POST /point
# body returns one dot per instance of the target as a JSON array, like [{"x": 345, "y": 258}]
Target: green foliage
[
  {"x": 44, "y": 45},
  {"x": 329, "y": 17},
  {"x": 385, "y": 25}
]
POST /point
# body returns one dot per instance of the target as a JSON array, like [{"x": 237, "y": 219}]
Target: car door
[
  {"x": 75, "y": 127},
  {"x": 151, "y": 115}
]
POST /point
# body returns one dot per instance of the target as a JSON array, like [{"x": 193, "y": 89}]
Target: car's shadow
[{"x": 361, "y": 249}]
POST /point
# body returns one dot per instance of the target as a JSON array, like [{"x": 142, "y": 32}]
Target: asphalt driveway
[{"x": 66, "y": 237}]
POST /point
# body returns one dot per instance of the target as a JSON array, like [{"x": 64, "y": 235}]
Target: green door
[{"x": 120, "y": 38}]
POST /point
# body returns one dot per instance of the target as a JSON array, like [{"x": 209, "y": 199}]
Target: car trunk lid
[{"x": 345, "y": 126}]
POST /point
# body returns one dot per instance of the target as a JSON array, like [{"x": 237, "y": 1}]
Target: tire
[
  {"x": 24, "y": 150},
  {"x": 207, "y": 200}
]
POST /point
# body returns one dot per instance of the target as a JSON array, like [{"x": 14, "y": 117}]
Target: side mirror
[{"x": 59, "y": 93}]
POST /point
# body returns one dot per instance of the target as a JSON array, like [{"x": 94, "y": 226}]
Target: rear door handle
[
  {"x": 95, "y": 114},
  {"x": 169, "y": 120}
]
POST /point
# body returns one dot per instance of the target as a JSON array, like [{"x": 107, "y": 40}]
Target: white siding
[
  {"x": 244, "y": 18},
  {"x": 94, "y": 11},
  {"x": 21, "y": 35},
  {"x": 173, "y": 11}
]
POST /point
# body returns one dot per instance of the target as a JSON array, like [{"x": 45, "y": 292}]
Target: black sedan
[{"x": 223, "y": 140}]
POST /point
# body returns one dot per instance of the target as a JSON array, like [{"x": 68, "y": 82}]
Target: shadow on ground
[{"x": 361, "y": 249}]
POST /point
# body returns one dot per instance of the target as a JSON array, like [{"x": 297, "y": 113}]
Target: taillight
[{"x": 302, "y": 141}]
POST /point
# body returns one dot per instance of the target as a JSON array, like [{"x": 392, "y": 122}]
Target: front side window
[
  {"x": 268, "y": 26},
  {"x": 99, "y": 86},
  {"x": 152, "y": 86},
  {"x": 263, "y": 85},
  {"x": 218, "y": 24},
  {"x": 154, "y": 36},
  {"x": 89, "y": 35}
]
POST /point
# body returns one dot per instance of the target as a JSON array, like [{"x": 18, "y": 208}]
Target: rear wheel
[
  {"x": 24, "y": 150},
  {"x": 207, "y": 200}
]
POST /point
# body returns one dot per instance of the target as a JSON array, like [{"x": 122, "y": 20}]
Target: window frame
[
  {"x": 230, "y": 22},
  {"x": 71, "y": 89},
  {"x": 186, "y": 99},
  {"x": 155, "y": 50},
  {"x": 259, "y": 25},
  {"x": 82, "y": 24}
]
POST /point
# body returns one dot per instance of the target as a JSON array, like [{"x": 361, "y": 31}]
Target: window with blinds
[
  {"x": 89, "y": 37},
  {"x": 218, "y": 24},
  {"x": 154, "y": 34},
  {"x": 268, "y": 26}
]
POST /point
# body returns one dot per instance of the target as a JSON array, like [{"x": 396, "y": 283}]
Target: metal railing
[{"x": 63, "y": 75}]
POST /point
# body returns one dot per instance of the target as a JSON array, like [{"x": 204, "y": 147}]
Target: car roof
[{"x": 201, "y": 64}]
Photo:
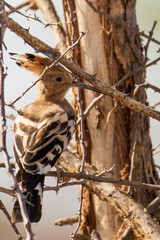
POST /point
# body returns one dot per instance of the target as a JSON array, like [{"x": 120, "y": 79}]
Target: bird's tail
[{"x": 33, "y": 201}]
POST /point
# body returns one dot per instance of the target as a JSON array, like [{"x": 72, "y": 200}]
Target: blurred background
[{"x": 66, "y": 202}]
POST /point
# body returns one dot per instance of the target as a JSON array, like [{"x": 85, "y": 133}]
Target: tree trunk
[{"x": 118, "y": 136}]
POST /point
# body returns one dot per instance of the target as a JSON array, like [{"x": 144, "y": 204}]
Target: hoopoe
[{"x": 42, "y": 132}]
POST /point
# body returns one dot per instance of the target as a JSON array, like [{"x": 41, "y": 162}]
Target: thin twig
[
  {"x": 2, "y": 207},
  {"x": 149, "y": 40},
  {"x": 104, "y": 88},
  {"x": 88, "y": 109},
  {"x": 3, "y": 128}
]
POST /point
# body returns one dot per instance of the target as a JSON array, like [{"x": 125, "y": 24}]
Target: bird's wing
[{"x": 38, "y": 145}]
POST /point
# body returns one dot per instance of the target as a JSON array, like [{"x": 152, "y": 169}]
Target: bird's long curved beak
[{"x": 83, "y": 85}]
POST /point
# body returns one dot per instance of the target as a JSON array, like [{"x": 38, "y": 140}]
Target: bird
[{"x": 42, "y": 130}]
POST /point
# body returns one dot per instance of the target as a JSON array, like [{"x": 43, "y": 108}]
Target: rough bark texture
[{"x": 119, "y": 136}]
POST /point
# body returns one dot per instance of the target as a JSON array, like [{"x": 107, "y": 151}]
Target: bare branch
[
  {"x": 66, "y": 221},
  {"x": 2, "y": 207},
  {"x": 3, "y": 128},
  {"x": 51, "y": 16},
  {"x": 77, "y": 71}
]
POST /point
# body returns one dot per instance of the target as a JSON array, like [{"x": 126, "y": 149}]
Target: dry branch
[
  {"x": 143, "y": 226},
  {"x": 77, "y": 71}
]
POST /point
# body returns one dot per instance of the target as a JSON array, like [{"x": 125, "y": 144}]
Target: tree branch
[{"x": 77, "y": 71}]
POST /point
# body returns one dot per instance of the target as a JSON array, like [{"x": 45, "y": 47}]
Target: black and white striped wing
[{"x": 38, "y": 145}]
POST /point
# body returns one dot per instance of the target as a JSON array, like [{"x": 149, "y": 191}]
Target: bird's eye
[{"x": 58, "y": 79}]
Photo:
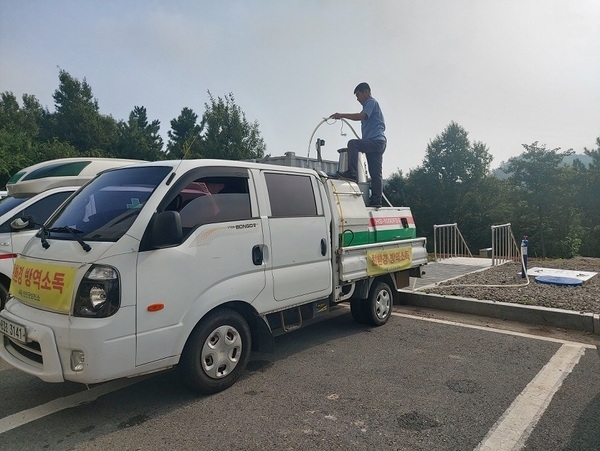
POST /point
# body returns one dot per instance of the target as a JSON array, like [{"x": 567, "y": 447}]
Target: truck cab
[{"x": 33, "y": 194}]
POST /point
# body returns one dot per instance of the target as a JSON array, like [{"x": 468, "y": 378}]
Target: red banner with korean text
[{"x": 389, "y": 260}]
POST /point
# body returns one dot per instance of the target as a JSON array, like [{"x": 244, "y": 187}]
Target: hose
[{"x": 326, "y": 120}]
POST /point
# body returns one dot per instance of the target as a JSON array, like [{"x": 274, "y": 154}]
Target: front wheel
[
  {"x": 3, "y": 296},
  {"x": 379, "y": 304},
  {"x": 216, "y": 352}
]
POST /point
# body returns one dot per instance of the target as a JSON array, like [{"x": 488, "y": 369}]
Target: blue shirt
[{"x": 373, "y": 127}]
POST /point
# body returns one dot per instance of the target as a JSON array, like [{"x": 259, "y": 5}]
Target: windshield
[{"x": 105, "y": 208}]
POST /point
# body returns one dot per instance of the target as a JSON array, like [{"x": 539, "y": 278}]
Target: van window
[
  {"x": 212, "y": 199},
  {"x": 291, "y": 195}
]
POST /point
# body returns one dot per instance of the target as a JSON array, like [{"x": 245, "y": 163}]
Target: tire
[
  {"x": 379, "y": 305},
  {"x": 216, "y": 353},
  {"x": 359, "y": 310},
  {"x": 3, "y": 296}
]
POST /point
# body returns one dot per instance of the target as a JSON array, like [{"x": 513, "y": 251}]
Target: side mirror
[
  {"x": 166, "y": 229},
  {"x": 20, "y": 223}
]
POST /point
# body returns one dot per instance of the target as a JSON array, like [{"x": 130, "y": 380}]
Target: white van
[
  {"x": 32, "y": 196},
  {"x": 195, "y": 263}
]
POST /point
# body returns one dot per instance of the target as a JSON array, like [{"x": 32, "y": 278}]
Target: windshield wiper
[
  {"x": 43, "y": 234},
  {"x": 74, "y": 232}
]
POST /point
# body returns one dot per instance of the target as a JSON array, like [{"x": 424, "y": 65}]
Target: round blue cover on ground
[{"x": 559, "y": 280}]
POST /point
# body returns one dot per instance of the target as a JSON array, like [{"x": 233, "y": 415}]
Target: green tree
[
  {"x": 544, "y": 186},
  {"x": 446, "y": 185},
  {"x": 394, "y": 189},
  {"x": 227, "y": 134},
  {"x": 588, "y": 201},
  {"x": 78, "y": 121},
  {"x": 140, "y": 139},
  {"x": 184, "y": 136}
]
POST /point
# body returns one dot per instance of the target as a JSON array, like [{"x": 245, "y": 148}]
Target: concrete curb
[{"x": 565, "y": 319}]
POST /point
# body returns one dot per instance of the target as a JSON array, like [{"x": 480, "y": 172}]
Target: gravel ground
[{"x": 585, "y": 298}]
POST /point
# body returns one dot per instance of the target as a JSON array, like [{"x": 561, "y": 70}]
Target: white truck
[
  {"x": 33, "y": 193},
  {"x": 196, "y": 263}
]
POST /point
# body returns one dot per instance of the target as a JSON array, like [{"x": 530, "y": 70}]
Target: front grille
[{"x": 30, "y": 351}]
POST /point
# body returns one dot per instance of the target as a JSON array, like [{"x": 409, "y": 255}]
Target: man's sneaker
[{"x": 347, "y": 175}]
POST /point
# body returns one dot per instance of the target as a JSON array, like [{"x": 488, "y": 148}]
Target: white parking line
[
  {"x": 518, "y": 421},
  {"x": 492, "y": 329},
  {"x": 26, "y": 416},
  {"x": 514, "y": 427}
]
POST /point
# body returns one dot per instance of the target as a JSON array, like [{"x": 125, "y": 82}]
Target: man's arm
[{"x": 352, "y": 116}]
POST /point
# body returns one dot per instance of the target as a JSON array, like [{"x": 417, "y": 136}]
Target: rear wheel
[
  {"x": 359, "y": 310},
  {"x": 217, "y": 352},
  {"x": 379, "y": 305}
]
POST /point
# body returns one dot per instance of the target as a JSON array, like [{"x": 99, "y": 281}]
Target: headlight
[{"x": 99, "y": 294}]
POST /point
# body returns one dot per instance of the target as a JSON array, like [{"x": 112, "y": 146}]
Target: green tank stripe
[{"x": 350, "y": 238}]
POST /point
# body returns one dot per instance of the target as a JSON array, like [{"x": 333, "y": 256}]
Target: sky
[{"x": 510, "y": 72}]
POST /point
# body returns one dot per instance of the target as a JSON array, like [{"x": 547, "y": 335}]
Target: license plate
[{"x": 13, "y": 330}]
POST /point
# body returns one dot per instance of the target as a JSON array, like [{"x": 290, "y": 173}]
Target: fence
[
  {"x": 448, "y": 242},
  {"x": 504, "y": 245}
]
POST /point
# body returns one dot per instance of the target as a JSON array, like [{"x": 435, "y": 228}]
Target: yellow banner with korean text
[
  {"x": 44, "y": 285},
  {"x": 389, "y": 260}
]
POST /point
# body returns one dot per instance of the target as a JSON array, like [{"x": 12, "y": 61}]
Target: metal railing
[
  {"x": 504, "y": 245},
  {"x": 448, "y": 242}
]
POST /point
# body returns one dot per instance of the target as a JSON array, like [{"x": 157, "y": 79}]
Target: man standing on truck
[{"x": 372, "y": 144}]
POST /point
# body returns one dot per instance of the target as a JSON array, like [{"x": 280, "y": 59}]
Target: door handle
[{"x": 257, "y": 256}]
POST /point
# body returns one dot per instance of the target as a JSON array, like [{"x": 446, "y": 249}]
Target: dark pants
[{"x": 373, "y": 150}]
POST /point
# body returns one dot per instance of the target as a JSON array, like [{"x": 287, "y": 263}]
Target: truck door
[
  {"x": 300, "y": 250},
  {"x": 220, "y": 259}
]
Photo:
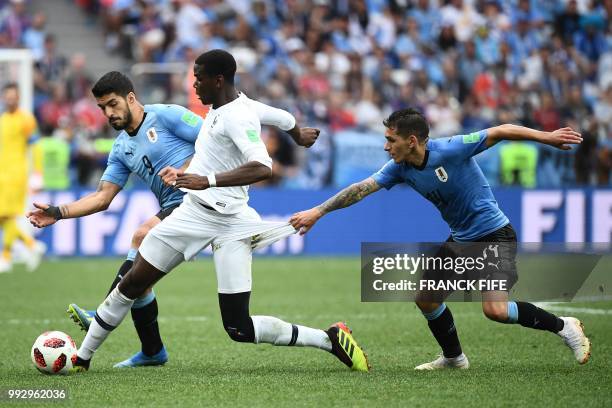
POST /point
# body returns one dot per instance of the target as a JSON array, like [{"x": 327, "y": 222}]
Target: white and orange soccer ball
[{"x": 54, "y": 352}]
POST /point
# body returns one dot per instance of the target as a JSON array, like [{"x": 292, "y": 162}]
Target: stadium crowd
[{"x": 346, "y": 64}]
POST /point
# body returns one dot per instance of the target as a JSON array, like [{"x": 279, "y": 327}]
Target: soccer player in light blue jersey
[
  {"x": 152, "y": 138},
  {"x": 445, "y": 173}
]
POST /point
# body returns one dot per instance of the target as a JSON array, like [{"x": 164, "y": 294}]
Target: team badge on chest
[
  {"x": 441, "y": 174},
  {"x": 152, "y": 135}
]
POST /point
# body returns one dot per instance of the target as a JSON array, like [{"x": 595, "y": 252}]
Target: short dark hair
[
  {"x": 112, "y": 82},
  {"x": 407, "y": 122},
  {"x": 218, "y": 62}
]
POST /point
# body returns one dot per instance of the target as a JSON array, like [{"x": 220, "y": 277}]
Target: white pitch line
[{"x": 54, "y": 321}]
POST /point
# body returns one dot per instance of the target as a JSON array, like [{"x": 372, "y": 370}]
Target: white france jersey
[{"x": 229, "y": 137}]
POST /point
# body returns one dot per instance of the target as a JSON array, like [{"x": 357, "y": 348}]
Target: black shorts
[
  {"x": 166, "y": 212},
  {"x": 497, "y": 254}
]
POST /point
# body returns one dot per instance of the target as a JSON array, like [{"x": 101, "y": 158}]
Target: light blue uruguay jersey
[
  {"x": 451, "y": 179},
  {"x": 166, "y": 137}
]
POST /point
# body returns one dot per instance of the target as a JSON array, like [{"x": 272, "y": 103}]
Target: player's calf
[{"x": 496, "y": 311}]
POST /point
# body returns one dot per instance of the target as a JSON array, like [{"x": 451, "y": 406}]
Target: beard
[{"x": 122, "y": 124}]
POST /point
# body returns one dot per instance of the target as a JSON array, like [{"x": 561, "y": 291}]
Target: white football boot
[
  {"x": 35, "y": 256},
  {"x": 460, "y": 362},
  {"x": 574, "y": 337},
  {"x": 5, "y": 266}
]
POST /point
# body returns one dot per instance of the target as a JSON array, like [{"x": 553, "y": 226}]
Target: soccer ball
[{"x": 54, "y": 352}]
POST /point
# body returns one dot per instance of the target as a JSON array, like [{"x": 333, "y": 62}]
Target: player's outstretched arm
[
  {"x": 46, "y": 214},
  {"x": 305, "y": 136},
  {"x": 249, "y": 173},
  {"x": 305, "y": 220},
  {"x": 560, "y": 138}
]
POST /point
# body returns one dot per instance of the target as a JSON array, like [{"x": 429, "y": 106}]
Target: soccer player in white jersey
[
  {"x": 151, "y": 138},
  {"x": 229, "y": 156}
]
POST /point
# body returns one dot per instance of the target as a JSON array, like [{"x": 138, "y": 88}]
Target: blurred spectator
[
  {"x": 14, "y": 21},
  {"x": 78, "y": 79},
  {"x": 567, "y": 23},
  {"x": 344, "y": 65},
  {"x": 34, "y": 36},
  {"x": 547, "y": 116}
]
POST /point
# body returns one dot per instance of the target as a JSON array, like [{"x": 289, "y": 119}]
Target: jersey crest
[
  {"x": 441, "y": 174},
  {"x": 152, "y": 135}
]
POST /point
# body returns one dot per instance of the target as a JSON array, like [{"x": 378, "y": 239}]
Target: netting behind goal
[{"x": 16, "y": 65}]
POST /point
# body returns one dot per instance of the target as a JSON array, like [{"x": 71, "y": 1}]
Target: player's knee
[
  {"x": 426, "y": 306},
  {"x": 496, "y": 311},
  {"x": 239, "y": 334},
  {"x": 139, "y": 235}
]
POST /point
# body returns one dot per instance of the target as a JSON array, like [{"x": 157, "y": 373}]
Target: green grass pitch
[{"x": 511, "y": 365}]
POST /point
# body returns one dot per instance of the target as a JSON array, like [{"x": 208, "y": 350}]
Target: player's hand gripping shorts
[{"x": 192, "y": 227}]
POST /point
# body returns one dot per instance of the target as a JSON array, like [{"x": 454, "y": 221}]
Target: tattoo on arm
[
  {"x": 64, "y": 211},
  {"x": 350, "y": 195}
]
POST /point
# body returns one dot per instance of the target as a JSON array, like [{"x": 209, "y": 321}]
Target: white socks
[
  {"x": 111, "y": 312},
  {"x": 275, "y": 331}
]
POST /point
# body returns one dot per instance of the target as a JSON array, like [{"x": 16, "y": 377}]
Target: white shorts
[{"x": 191, "y": 228}]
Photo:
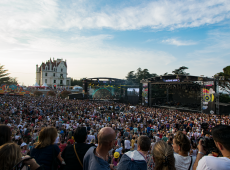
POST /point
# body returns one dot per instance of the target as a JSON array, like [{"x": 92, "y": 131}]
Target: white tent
[
  {"x": 36, "y": 85},
  {"x": 45, "y": 85}
]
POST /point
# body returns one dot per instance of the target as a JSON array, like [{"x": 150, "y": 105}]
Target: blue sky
[{"x": 112, "y": 37}]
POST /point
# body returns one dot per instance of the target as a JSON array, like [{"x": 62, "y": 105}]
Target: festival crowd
[{"x": 46, "y": 133}]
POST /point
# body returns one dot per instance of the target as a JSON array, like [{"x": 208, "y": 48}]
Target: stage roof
[{"x": 176, "y": 79}]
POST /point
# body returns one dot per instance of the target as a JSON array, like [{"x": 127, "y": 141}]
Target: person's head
[
  {"x": 106, "y": 137},
  {"x": 46, "y": 137},
  {"x": 10, "y": 155},
  {"x": 80, "y": 135},
  {"x": 221, "y": 136},
  {"x": 143, "y": 143},
  {"x": 163, "y": 156},
  {"x": 5, "y": 134},
  {"x": 181, "y": 143}
]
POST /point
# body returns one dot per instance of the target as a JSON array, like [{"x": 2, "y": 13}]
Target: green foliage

STATED TASK>
Show every line in the lines above that contains the word "player", copying each one in full.

CORRECT ANSWER>
Target: soccer player in light blue jersey
Target: player's calf
Target: player's outstretched arm
Target: soccer player in white jersey
Target: player's knee
Target: player's hand gripping shorts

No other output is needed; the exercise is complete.